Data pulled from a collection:
::::::::::

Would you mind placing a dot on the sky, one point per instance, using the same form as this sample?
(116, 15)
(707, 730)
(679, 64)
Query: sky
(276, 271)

::::::::::

Goal of the exercise
In every record, swap "sky" for "clouds" and rewrite the lines with nothing else changed.

Solved exercise
Would you mind placing a dot on the clouds, one point per instance, using the same form as this sample?
(116, 15)
(707, 730)
(679, 64)
Query: clouds
(276, 271)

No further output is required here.